===== SELECTED EXCERPT
This is not necessarily a hardware problem.

Since your network card is calculating the checksums for you, wireshark is not able to check it, beause the packet is already about to leave your machine.

You can simply let wireshark ignore the checksum errors on outgoing packets.

Preferences -> Protocols -> TCP / UDP -> unset "Check the validity of the TCP / UDP checksum when possible"

I think your problem is descriped here:

http://wiki.wireshark.org/TCP_checksum_offload

Good luck!

----------

## MadOtis

Wormo, thanks, that was what I was looking for, but I don't think it is solving my problem...  While I'm not having very many checksum problems any longer, I still see the "stalls" in SCP/SFTP and web pages that seem to just simply stop.  I guess I'll keep digging...

Seek: Yes, I'm aware of the option to disable it in Wireshark...  but I was trying to solve the network issues and thought that the results of those checksum errors could have been causing some sort of "retry hell" on the network segment.  As it turns out, they aren't the issue anyway.

Cheers!

Randy

----------

## Wormo

Seek:

You're right that wireshark would show bad checksums whenever checksumming is offloaded to the hardware, so it does not in itself indicate a problem.
==========
REQUIREMENTS
(1) Return the passage of the Wireshark checksum thread that begins with the words "This is not" and ends after the words "on outgoing packets.". Copy it word for word.
(2) Write the next part of the Wireshark checksum thread, picking up after its final sentence.
===== RECORDS SUPPLIED
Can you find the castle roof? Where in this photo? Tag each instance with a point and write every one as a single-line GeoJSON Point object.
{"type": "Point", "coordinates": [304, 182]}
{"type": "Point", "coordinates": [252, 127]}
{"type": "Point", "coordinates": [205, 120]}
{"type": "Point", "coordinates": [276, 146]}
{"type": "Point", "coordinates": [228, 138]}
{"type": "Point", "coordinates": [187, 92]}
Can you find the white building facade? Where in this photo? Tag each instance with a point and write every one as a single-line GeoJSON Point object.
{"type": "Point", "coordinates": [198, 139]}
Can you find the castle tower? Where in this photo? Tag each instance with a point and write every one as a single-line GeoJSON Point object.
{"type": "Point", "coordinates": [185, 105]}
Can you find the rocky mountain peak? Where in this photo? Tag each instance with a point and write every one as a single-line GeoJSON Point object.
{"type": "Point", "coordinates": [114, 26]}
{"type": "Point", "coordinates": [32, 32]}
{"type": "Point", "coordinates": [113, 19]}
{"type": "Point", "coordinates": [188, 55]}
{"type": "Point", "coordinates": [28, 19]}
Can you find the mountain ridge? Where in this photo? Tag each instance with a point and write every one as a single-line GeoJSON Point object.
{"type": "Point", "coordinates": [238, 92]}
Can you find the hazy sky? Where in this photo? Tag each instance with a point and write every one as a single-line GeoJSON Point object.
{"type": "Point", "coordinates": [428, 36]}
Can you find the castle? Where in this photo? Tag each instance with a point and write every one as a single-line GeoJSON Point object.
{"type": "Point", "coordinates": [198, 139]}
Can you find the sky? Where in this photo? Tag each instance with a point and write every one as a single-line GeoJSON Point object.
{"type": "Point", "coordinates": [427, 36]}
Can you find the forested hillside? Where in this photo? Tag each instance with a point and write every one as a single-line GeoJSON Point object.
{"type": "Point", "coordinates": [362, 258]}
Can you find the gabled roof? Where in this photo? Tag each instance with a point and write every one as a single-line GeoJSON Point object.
==========
OUTPUTS FOR THE TASKS
(1)
This is not necessarily a hardware problem.

Since your network card is calculating the checksums for you, wireshark is not able to check it, beause the packet is already about to leave your machine.

You can simply let wireshark ignore the checksum errors on outgoing packets.

(2)
However, in this case there is a real networking problem not just the observation of checksum errors under wireshark. Looks like not only is checksum offload enabled, it also happens to be broken for certain broadcom cards, because the link I posted above was from a person using the tg3 driver and a similar card, and his networking problem was fixed by disabling checksum offloading (in both directions).

[edit]Rats, looks like this is not the same issue after all, since a new post appeared while I was writing this one. What are you seeing now from wireshark during stalls, could it be a tcp window problem?[/edit]

----------

## MadOtis

Yeah, I think that's the issue at this point...  I just changed the default MTU to "1500" and that has helped... it just takes longer to stall now.  I'll try experimenting with larger MTU values to see if I can find the magic number.

Thanks again for the help!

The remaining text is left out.